Records excerpted from a collection —

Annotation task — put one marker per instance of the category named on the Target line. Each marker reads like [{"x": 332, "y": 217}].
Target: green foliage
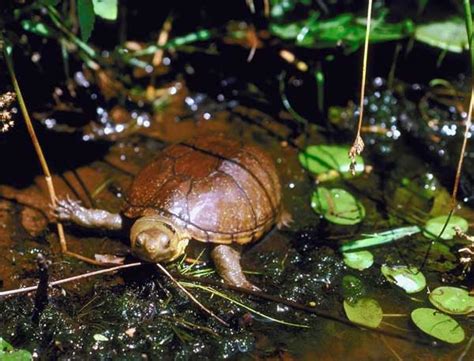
[
  {"x": 366, "y": 311},
  {"x": 337, "y": 206},
  {"x": 86, "y": 16},
  {"x": 8, "y": 353},
  {"x": 438, "y": 325},
  {"x": 360, "y": 260},
  {"x": 408, "y": 278},
  {"x": 449, "y": 34},
  {"x": 352, "y": 288},
  {"x": 345, "y": 29},
  {"x": 453, "y": 300},
  {"x": 106, "y": 9},
  {"x": 320, "y": 159},
  {"x": 435, "y": 225},
  {"x": 377, "y": 239},
  {"x": 37, "y": 28}
]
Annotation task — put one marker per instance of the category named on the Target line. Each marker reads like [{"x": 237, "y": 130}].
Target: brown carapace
[{"x": 217, "y": 189}]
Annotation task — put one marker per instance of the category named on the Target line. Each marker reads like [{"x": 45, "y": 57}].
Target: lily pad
[
  {"x": 453, "y": 300},
  {"x": 106, "y": 9},
  {"x": 353, "y": 288},
  {"x": 435, "y": 225},
  {"x": 408, "y": 278},
  {"x": 438, "y": 325},
  {"x": 359, "y": 260},
  {"x": 320, "y": 159},
  {"x": 449, "y": 35},
  {"x": 366, "y": 311},
  {"x": 337, "y": 206}
]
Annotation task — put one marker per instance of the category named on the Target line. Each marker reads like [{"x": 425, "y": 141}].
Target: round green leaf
[
  {"x": 408, "y": 278},
  {"x": 366, "y": 311},
  {"x": 106, "y": 9},
  {"x": 359, "y": 260},
  {"x": 337, "y": 206},
  {"x": 448, "y": 35},
  {"x": 453, "y": 300},
  {"x": 438, "y": 325},
  {"x": 323, "y": 158},
  {"x": 435, "y": 225},
  {"x": 352, "y": 288}
]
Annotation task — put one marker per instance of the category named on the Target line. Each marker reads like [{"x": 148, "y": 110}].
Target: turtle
[{"x": 212, "y": 189}]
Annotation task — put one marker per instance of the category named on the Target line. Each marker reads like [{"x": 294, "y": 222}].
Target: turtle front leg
[
  {"x": 227, "y": 262},
  {"x": 69, "y": 210}
]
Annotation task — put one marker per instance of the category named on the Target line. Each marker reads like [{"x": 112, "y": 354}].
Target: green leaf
[
  {"x": 86, "y": 15},
  {"x": 106, "y": 9},
  {"x": 18, "y": 355},
  {"x": 352, "y": 288},
  {"x": 50, "y": 2},
  {"x": 453, "y": 300},
  {"x": 8, "y": 353},
  {"x": 337, "y": 206},
  {"x": 100, "y": 338},
  {"x": 448, "y": 34},
  {"x": 359, "y": 260},
  {"x": 5, "y": 346},
  {"x": 377, "y": 239},
  {"x": 365, "y": 311},
  {"x": 435, "y": 225},
  {"x": 37, "y": 28},
  {"x": 438, "y": 325},
  {"x": 320, "y": 159},
  {"x": 408, "y": 278}
]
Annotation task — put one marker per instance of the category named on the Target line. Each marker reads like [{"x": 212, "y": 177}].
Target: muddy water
[{"x": 140, "y": 314}]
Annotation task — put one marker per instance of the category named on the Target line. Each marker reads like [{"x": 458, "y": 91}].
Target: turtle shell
[{"x": 217, "y": 189}]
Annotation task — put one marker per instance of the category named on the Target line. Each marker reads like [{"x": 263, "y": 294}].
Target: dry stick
[
  {"x": 194, "y": 299},
  {"x": 40, "y": 154},
  {"x": 301, "y": 307},
  {"x": 70, "y": 279},
  {"x": 358, "y": 145}
]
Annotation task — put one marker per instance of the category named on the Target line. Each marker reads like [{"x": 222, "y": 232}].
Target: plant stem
[
  {"x": 358, "y": 145},
  {"x": 7, "y": 52}
]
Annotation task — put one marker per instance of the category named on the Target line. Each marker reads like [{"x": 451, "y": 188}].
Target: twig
[
  {"x": 70, "y": 279},
  {"x": 194, "y": 299},
  {"x": 301, "y": 307},
  {"x": 358, "y": 145},
  {"x": 39, "y": 152}
]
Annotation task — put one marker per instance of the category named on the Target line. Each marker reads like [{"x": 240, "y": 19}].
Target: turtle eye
[
  {"x": 140, "y": 242},
  {"x": 164, "y": 240}
]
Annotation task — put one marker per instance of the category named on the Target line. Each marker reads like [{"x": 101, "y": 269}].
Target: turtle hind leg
[
  {"x": 227, "y": 262},
  {"x": 70, "y": 210}
]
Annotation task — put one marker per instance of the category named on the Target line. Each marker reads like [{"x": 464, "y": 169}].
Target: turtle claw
[{"x": 67, "y": 209}]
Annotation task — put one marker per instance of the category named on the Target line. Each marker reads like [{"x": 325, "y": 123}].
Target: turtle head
[{"x": 156, "y": 239}]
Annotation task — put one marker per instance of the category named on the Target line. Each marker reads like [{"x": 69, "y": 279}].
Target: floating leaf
[
  {"x": 359, "y": 260},
  {"x": 438, "y": 325},
  {"x": 453, "y": 300},
  {"x": 365, "y": 311},
  {"x": 376, "y": 239},
  {"x": 408, "y": 278},
  {"x": 320, "y": 159},
  {"x": 352, "y": 288},
  {"x": 435, "y": 225},
  {"x": 86, "y": 16},
  {"x": 337, "y": 206},
  {"x": 106, "y": 9},
  {"x": 448, "y": 35}
]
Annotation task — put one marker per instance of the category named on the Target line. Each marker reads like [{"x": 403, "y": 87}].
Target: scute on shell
[{"x": 215, "y": 187}]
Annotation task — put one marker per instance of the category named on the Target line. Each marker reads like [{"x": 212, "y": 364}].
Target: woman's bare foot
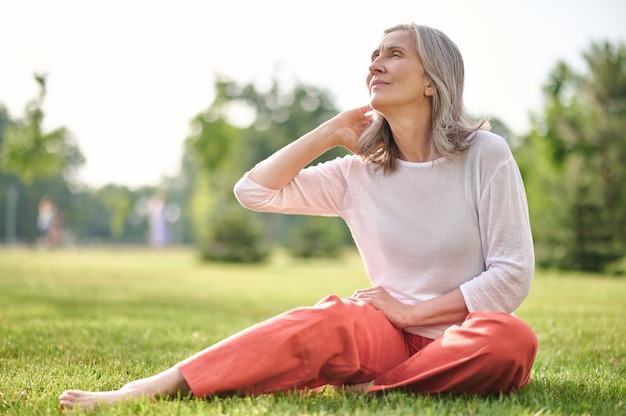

Task directions — Could you write out every record exactly, leaving the pictures out?

Response area —
Annotation task — put one marker per instance of the category named on the Target line. Each marker reads like [{"x": 332, "y": 217}].
Target: green foliage
[
  {"x": 366, "y": 311},
  {"x": 337, "y": 206},
  {"x": 86, "y": 16},
  {"x": 8, "y": 353},
  {"x": 438, "y": 325},
  {"x": 360, "y": 260},
  {"x": 408, "y": 278},
  {"x": 449, "y": 34},
  {"x": 352, "y": 288},
  {"x": 345, "y": 29},
  {"x": 453, "y": 300},
  {"x": 106, "y": 9},
  {"x": 320, "y": 159},
  {"x": 435, "y": 225},
  {"x": 377, "y": 239},
  {"x": 37, "y": 28}
]
Annotation task — put one marker per instance of the category named on the Target line. Each marker reads like [{"x": 237, "y": 130}].
Target: brown carapace
[{"x": 217, "y": 189}]
Annotation task — put one marker per instance of the category named on the Target line. Each marker reads like [{"x": 45, "y": 57}].
Target: lily pad
[
  {"x": 453, "y": 300},
  {"x": 106, "y": 9},
  {"x": 353, "y": 288},
  {"x": 435, "y": 225},
  {"x": 408, "y": 278},
  {"x": 438, "y": 325},
  {"x": 359, "y": 260},
  {"x": 320, "y": 159},
  {"x": 449, "y": 35},
  {"x": 366, "y": 311},
  {"x": 337, "y": 206}
]
Annotation task — put one marker per instance of the category named on the Target line. Each marker reads like [{"x": 425, "y": 141}].
Target: round green leaf
[
  {"x": 408, "y": 278},
  {"x": 366, "y": 311},
  {"x": 106, "y": 9},
  {"x": 359, "y": 260},
  {"x": 337, "y": 206},
  {"x": 448, "y": 35},
  {"x": 453, "y": 300},
  {"x": 438, "y": 325},
  {"x": 323, "y": 158},
  {"x": 435, "y": 225},
  {"x": 352, "y": 288}
]
Annotation task — put one marker per instance of the category named on the Target line. Each marker reads like [{"x": 148, "y": 110}].
Target: turtle
[{"x": 212, "y": 189}]
Annotation task — put one marker per instance of the category named on the Target line. Each marker reads like [{"x": 294, "y": 222}].
Target: turtle front leg
[
  {"x": 227, "y": 262},
  {"x": 69, "y": 210}
]
Annotation task — put one marker per instance of the category named on the Target line. Each marker reads like [{"x": 112, "y": 354}].
Target: green leaf
[
  {"x": 86, "y": 15},
  {"x": 106, "y": 9},
  {"x": 18, "y": 355},
  {"x": 352, "y": 288},
  {"x": 50, "y": 2},
  {"x": 453, "y": 300},
  {"x": 8, "y": 353},
  {"x": 337, "y": 206},
  {"x": 100, "y": 338},
  {"x": 448, "y": 34},
  {"x": 359, "y": 260},
  {"x": 5, "y": 346},
  {"x": 377, "y": 239},
  {"x": 365, "y": 311},
  {"x": 435, "y": 225},
  {"x": 37, "y": 28},
  {"x": 438, "y": 325},
  {"x": 320, "y": 159},
  {"x": 408, "y": 278}
]
Annotation task — put one marker per instance of the category named on the Target line. Each marker reads like [{"x": 212, "y": 177}].
Target: muddy water
[{"x": 140, "y": 314}]
Annotation task — put one marker per instance of the category named on the Target line. Each marker reads like [{"x": 458, "y": 91}].
Target: turtle shell
[{"x": 217, "y": 189}]
Annotation task — put one marker per instance of the category named on the Target line. Each marker reads like [{"x": 263, "y": 294}].
Target: dry stick
[
  {"x": 194, "y": 299},
  {"x": 40, "y": 154},
  {"x": 301, "y": 307},
  {"x": 70, "y": 279},
  {"x": 358, "y": 145}
]
Annotation task — put one marker per instance of the category named on the Target line. Each marker reads like [{"x": 222, "y": 232}].
Target: plant stem
[
  {"x": 358, "y": 145},
  {"x": 7, "y": 52}
]
Annotation task — put one marker per instance of the category named on the Target line. Each marker reads like [{"x": 451, "y": 188}].
Target: twig
[
  {"x": 70, "y": 279},
  {"x": 194, "y": 299},
  {"x": 301, "y": 307},
  {"x": 358, "y": 145},
  {"x": 39, "y": 152}
]
Annotation task — put one marker per instance of the category named on the Target line. Each marker reads like [{"x": 240, "y": 19}].
Target: turtle eye
[
  {"x": 140, "y": 242},
  {"x": 164, "y": 240}
]
Annotation task — put one marker per instance of the category named on the Target line. Each marker reads like [{"x": 101, "y": 269}].
Target: turtle hind leg
[
  {"x": 227, "y": 262},
  {"x": 70, "y": 210}
]
Annotation task — put one marker per instance of the category named on the Target line. Each marker reads like [{"x": 464, "y": 169}].
Target: turtle claw
[{"x": 67, "y": 209}]
Annotation task — put one marker per instance of the category named on the Target line. Each marker reads like [{"x": 325, "y": 123}].
Target: turtle head
[{"x": 156, "y": 239}]
Annotation task — put one marker per instance of the category named on the Target line. Each marker reads like [{"x": 69, "y": 279}].
Target: floating leaf
[
  {"x": 359, "y": 260},
  {"x": 438, "y": 325},
  {"x": 453, "y": 300},
  {"x": 365, "y": 311},
  {"x": 376, "y": 239},
  {"x": 408, "y": 278},
  {"x": 320, "y": 159},
  {"x": 352, "y": 288},
  {"x": 435, "y": 225},
  {"x": 86, "y": 16},
  {"x": 337, "y": 206},
  {"x": 106, "y": 9},
  {"x": 448, "y": 35}
]
Annotation task — put one marker per instance of the category named on the Target line. Each marker reads like [{"x": 403, "y": 87}].
Target: scute on shell
[{"x": 215, "y": 187}]
Annotation task — put one marker per instance of the category named on the Target line. Each marker reads like [{"x": 212, "y": 364}].
Target: woman's bare foot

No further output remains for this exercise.